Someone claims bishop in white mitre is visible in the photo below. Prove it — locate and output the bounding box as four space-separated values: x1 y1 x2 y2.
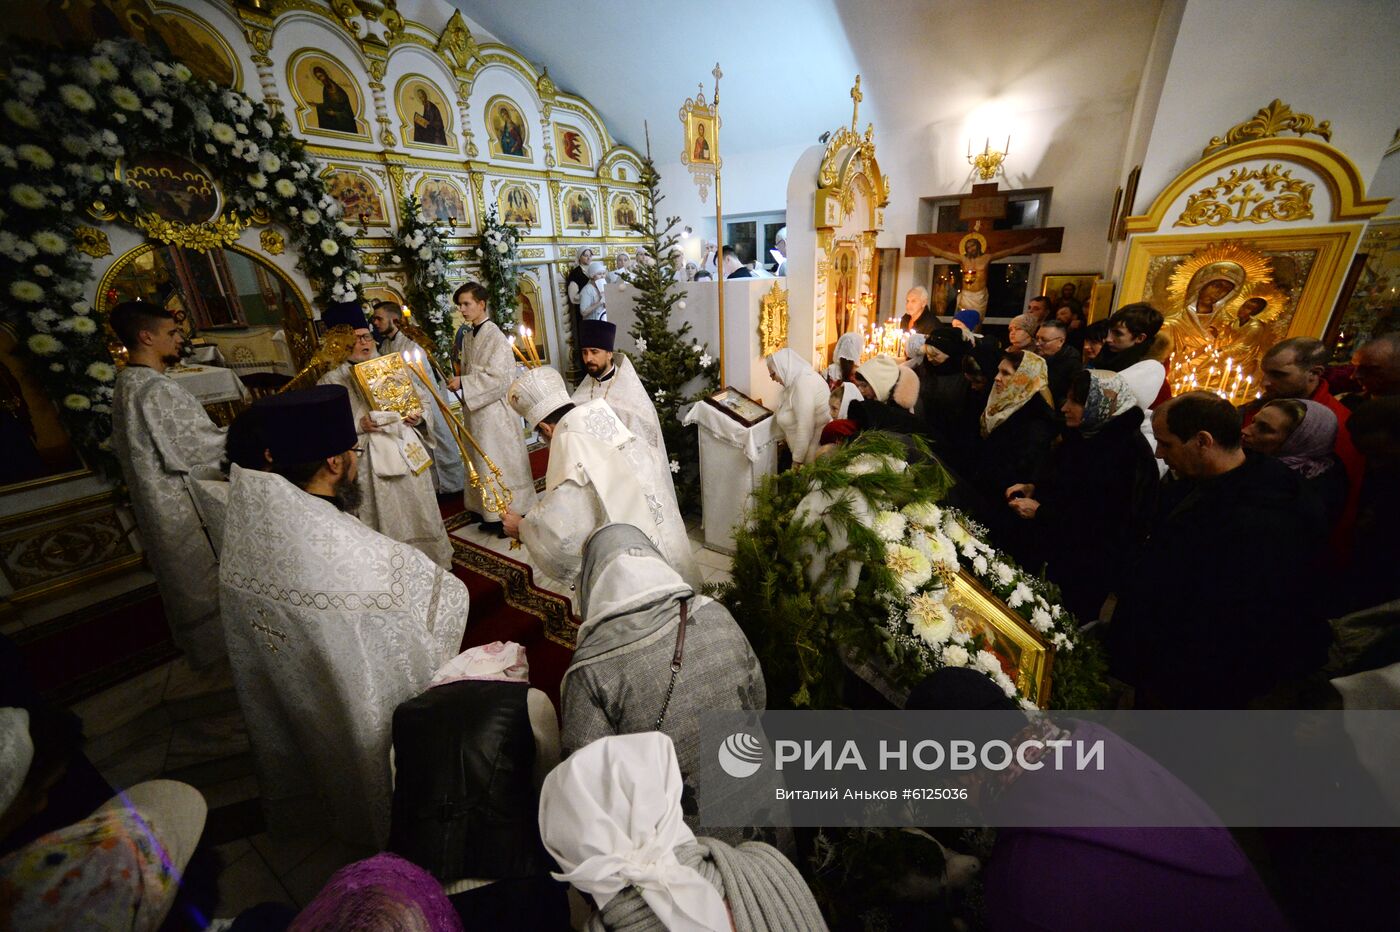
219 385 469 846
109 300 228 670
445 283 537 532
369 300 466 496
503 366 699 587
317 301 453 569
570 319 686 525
*****
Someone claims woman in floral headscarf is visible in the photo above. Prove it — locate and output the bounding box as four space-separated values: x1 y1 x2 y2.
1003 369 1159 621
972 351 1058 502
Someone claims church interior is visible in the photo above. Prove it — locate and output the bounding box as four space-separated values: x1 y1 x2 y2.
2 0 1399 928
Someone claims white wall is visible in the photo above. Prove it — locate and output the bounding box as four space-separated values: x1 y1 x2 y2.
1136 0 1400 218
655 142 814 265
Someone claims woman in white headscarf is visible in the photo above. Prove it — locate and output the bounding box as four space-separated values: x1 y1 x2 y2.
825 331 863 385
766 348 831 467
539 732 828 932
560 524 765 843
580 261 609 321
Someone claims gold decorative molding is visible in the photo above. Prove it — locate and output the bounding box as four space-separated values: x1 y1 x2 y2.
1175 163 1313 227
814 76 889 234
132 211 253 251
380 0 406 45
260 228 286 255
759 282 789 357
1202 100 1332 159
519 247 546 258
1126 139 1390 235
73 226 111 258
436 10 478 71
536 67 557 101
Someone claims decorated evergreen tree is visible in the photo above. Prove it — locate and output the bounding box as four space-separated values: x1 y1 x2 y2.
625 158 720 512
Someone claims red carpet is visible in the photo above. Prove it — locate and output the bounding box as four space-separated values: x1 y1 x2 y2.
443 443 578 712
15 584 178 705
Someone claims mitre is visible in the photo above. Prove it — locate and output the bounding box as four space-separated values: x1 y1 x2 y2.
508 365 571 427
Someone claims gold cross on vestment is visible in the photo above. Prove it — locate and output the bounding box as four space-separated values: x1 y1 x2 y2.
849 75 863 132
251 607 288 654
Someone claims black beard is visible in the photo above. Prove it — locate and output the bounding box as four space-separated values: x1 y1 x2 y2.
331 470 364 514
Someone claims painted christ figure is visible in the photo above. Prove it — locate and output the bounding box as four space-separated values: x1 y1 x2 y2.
*****
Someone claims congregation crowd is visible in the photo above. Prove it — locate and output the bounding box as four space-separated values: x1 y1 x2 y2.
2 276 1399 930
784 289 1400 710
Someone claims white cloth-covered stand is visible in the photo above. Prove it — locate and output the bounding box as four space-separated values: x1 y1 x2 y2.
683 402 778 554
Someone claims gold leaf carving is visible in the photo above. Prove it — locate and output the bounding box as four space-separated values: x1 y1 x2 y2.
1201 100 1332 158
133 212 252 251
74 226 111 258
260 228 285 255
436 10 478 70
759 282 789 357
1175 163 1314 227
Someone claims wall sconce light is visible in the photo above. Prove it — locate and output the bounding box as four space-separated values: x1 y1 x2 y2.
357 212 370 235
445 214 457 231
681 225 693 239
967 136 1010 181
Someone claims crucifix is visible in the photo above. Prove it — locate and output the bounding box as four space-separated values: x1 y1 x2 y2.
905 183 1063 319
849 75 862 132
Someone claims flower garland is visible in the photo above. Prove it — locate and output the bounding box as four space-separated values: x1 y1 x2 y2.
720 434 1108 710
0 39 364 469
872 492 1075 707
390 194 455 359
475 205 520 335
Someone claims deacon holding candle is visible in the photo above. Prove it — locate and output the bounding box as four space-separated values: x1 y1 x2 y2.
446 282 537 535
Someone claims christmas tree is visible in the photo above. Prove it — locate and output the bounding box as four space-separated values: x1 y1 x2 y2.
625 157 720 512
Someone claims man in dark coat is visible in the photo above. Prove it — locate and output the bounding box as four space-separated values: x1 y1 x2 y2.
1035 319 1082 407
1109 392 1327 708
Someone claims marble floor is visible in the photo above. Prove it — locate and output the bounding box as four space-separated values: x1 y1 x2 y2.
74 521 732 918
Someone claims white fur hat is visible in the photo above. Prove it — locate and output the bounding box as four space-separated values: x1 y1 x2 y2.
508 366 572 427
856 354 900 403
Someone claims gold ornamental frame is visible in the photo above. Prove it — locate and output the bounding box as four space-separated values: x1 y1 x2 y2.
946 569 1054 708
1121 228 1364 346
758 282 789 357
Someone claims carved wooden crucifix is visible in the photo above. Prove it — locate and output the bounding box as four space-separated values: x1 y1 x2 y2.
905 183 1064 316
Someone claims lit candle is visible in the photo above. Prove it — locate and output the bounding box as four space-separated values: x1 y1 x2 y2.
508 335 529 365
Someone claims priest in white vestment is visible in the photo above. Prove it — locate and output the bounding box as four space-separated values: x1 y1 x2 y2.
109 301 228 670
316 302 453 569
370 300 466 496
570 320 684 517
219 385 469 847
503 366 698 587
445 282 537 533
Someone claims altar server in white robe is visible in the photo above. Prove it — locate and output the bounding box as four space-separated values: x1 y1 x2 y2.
*****
In the data above, retype exactly and only the lines between the one holding "Someone claims priest" and the one holding "Someone claims altar", inclusive.

Response:
Someone claims priest in white vestment is visible in the photo above. Prove it — locate and output the bounding box as four space-separated values: x1 y1 x2 y2.
109 301 228 670
316 302 453 569
370 300 466 496
570 320 684 517
219 385 469 847
503 366 698 587
445 282 537 533
Someone claims altar server in white robe is visible in the photo above. Prove it — locate and output the bounding box as four space-separated values: x1 y1 x2 y2.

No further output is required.